Can you lay out the rows below as a Markdown table with the columns n and Line, numbering each line and skipping any blank ones?
============
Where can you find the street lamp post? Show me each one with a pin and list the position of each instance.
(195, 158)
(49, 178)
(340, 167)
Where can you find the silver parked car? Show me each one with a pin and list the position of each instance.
============
--- ANSWER ---
| n | Line |
|---|---|
| 1 | Where can you find the street lamp post? Show me each one with a pin and list the position of each instance. |
| 2 | (195, 158) |
| 3 | (49, 178) |
| 4 | (340, 167) |
| 5 | Where can you find the silver parked car? Show me each one with a pin and list the position of each instance. |